** Opening INFORMATION block **
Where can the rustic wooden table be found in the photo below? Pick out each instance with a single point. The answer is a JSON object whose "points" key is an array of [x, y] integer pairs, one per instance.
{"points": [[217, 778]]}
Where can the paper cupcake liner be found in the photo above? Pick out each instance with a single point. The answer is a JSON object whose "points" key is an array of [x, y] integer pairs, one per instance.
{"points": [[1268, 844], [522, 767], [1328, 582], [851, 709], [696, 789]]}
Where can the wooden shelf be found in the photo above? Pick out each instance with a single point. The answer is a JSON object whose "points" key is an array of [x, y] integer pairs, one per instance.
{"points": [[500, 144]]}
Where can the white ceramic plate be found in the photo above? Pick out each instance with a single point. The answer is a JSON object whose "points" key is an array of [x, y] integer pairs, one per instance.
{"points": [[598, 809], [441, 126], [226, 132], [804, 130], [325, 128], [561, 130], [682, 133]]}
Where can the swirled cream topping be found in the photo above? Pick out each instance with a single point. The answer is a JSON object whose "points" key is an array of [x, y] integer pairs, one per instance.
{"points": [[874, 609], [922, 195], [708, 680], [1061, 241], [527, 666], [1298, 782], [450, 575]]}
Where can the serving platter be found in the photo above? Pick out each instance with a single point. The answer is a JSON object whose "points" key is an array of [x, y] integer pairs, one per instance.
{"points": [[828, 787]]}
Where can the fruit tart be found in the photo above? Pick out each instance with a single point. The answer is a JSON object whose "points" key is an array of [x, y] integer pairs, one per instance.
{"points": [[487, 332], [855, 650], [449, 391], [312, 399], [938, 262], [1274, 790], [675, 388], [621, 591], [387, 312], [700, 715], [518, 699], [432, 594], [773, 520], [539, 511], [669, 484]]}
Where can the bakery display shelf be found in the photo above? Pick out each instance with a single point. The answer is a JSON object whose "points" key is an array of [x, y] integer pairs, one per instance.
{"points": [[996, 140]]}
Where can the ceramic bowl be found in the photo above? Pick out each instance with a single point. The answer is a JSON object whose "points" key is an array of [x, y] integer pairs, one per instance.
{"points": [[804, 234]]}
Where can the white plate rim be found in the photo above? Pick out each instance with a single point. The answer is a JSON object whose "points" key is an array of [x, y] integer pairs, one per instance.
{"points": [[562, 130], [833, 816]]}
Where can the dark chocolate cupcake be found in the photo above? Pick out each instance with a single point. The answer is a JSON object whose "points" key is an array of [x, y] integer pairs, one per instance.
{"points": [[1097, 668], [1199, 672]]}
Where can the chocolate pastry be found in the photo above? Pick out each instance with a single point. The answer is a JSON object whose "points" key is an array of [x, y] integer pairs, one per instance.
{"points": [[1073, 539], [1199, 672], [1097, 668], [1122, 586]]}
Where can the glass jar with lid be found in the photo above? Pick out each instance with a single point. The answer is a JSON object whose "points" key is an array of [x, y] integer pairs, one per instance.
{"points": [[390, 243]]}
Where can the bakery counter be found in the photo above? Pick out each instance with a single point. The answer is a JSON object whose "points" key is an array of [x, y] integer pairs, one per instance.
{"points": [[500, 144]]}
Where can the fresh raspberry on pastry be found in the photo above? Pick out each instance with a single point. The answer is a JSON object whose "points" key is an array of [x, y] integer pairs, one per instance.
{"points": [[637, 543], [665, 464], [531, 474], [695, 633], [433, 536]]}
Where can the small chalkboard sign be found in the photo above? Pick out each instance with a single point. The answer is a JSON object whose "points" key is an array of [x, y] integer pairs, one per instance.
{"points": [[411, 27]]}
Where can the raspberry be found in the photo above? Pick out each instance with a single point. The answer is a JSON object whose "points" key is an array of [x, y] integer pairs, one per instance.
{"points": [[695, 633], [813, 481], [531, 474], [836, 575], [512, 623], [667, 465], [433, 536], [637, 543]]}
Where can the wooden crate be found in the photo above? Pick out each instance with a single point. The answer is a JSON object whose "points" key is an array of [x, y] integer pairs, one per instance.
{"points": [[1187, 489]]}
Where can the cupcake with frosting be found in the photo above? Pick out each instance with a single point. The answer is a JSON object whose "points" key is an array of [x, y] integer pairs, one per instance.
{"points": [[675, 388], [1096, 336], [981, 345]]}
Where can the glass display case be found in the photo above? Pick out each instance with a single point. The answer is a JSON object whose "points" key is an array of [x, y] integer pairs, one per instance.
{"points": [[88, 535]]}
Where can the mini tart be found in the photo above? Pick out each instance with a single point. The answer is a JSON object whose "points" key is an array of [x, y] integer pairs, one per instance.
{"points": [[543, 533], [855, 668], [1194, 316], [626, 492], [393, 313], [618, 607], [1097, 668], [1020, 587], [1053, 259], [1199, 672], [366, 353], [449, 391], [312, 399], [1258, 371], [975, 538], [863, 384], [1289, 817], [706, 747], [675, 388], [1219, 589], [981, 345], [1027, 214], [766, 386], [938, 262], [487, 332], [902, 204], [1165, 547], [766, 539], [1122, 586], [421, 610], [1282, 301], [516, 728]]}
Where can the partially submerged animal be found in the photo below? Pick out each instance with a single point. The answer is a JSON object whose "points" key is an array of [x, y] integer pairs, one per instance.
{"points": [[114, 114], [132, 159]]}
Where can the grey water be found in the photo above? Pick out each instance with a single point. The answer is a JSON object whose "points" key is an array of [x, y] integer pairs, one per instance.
** Closing INFORMATION block **
**WHAT THE TASK REQUIRES**
All of the records above are to be repeated exactly.

**THE ANSWER**
Where can the rustic wooden table be found in the photo below? Pick out each instance with a single point. The answer is a JSON object whose "points" key is an array of [x, y] integer pairs, one per instance.
{"points": [[217, 778]]}
Where can the paper cupcake liner be found in the photo above? Pick out each instance with a single point. The answer is a JSON object whose "points" key is an array of [x, y] integer pairs, one per instance.
{"points": [[1268, 844], [522, 767], [1328, 582], [851, 709], [696, 789]]}
Where can the wooden shelf be found in the photo above? Pick out each instance with a single point. The answer is a JSON object whose "points" key is an array of [x, y] integer pairs, one per instance.
{"points": [[500, 144]]}
Where can the white ceramic plate be found in the photo above? Pick out each instance with a single point. The answer is a JSON object whose "points" key is an array of [x, y] integer pairs, one per instance.
{"points": [[598, 809], [441, 126], [226, 132], [804, 130], [325, 128], [561, 130], [682, 133]]}
Where can the swirled cream topping be found in the photo above? Pick out each instance with a single point. The answer is a JSON object whose "points" key is an array of [x, y] integer pairs, one per instance.
{"points": [[874, 609], [922, 195], [708, 680], [1061, 241], [527, 666], [1298, 782], [450, 575]]}
Where can the serving platter be found in the photo above? Pick out each instance with a single point. The answer is a JSON object whose "points" key is an array of [x, y] integer pairs, one per instance.
{"points": [[828, 787]]}
Where can the fruit tart be found in the photo above? Pick out each instance with a single point. The answer is a JSON object whose "points" key is an array of [x, y] integer pairs, one per instance.
{"points": [[487, 332], [855, 650], [449, 391], [312, 399], [938, 262], [1274, 790], [675, 388], [621, 591], [387, 312], [700, 715], [518, 699], [432, 594], [773, 520], [539, 511], [669, 484]]}
Where can the bakery display shelf be found in the photo above? Pick out each instance with a single point. The answer is a JSON object whose "points" key is an array of [x, y] integer pairs, one per instance.
{"points": [[996, 140]]}
Where can the ceramic bowl be found in the photo above? Pick out each instance with a single point. The answer is a JSON object whose "points" key is an array of [x, y] integer pairs, one per instance.
{"points": [[804, 234]]}
Where can the white plate rim be found in the photo above? Pick out each instance with a single point. The answer is a JSON object whose "points" key is an array of [x, y] integer pairs, one per instance.
{"points": [[562, 130], [833, 816]]}
Where can the dark chocolate cupcake be found in the photo above? Pick out each instance with a single point. The answer is a JSON object whose "points" key is an array of [x, y] integer pairs, one per instance.
{"points": [[1097, 668], [1199, 672]]}
Where can the chocolate pastry be found in the photo above? Pick out each instance with a single point. The answer is a JSON object whose "points" key is an array of [x, y] integer pairs, one per instance.
{"points": [[1073, 539], [1199, 672], [1097, 668], [1122, 586]]}
Where can the glass jar with lid be found in the photo above? Pick out each instance with a single point. The answer is a JSON object whose "points" key is an array of [x, y] integer pairs, one per instance.
{"points": [[390, 243]]}
Where can the bakery counter be found in the photo above? Pick out each instance with a single point. The answer is a JSON object whose "points" key is an array of [x, y] integer pairs, one per instance.
{"points": [[500, 144]]}
Where can the fresh raspberry on pastry be found in the photo above? Pick out each instance with a single point. The answer is a JSON object whose "points" key is an array of [x, y] integer pairs, one per instance.
{"points": [[637, 543], [665, 464], [531, 474], [695, 633], [433, 536]]}
Where can the small chalkboard sign be found in the photo above? Pick out each instance with a single point. The answer is a JSON object whose "points" key is an array of [x, y] integer pairs, one per instance.
{"points": [[411, 27]]}
Where can the raspberry be found in the photo above? Pick out each instance with a single point. The answer is a JSON object whose "points" key is an array of [x, y] integer pairs, one per instance.
{"points": [[695, 633], [813, 481], [531, 474], [836, 575], [512, 623], [667, 465], [433, 536], [637, 543]]}
Where can the wooden crate be found in the photo above? Pick out each instance with a single point. The answer is a JSON object whose "points" key is an array of [x, y] integer pairs, one per instance.
{"points": [[1187, 489]]}
Where can the cupcake with frosting be found in the photo above? Pick out each instance with a single point. The answer is a JSON object whose "points" key is an array of [x, y] integer pairs, one per instance.
{"points": [[675, 388], [1096, 336], [981, 345]]}
Where can the glass display case be found in the photo above? Pick out each instance with a single point. The answer is a JSON object whose "points" key is an array of [x, y] integer pairs, one per instance.
{"points": [[88, 535]]}
Where can the mini tart be found in the photo above? Pick out each instance with a single point. The answer is a JSON object whose "points" key is an array of [x, y] integer pairs, one per instance.
{"points": [[543, 533], [855, 668], [1194, 316], [626, 492], [393, 313], [618, 607], [1097, 668], [1020, 587], [1053, 259], [1199, 672], [366, 353], [449, 391], [312, 399], [1258, 371], [975, 538], [863, 384], [1289, 817], [706, 747], [675, 388], [1219, 589], [981, 345], [1027, 214], [766, 386], [938, 262], [487, 332], [902, 204], [1165, 547], [766, 539], [1122, 586], [421, 610], [1282, 301], [516, 728]]}
Where can the partially submerged animal be found in the photo below? Pick out each instance with a single point. The answer is a JSON object whose "points" key is an array of [x, y] integer pairs, one per instance.
{"points": [[114, 114], [132, 159]]}
Where can the grey water be found in the photo above? Pick out each instance with a single point. The answer is a JSON object whose "points" key is an array of [x, y] integer pairs, one per instance.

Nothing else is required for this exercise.